§ ENTRIES SUPPLIED

------------------------------

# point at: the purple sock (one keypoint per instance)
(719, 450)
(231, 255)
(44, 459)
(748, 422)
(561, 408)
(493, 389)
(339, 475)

------------------------------

§ EXERCISE GOAL
Please give all of the entries again, exactly as written.

§ ANSWER TO THE EXERCISE
# point at: the purple sock (one keypoint per instance)
(719, 450)
(231, 255)
(44, 459)
(748, 422)
(561, 408)
(493, 389)
(339, 475)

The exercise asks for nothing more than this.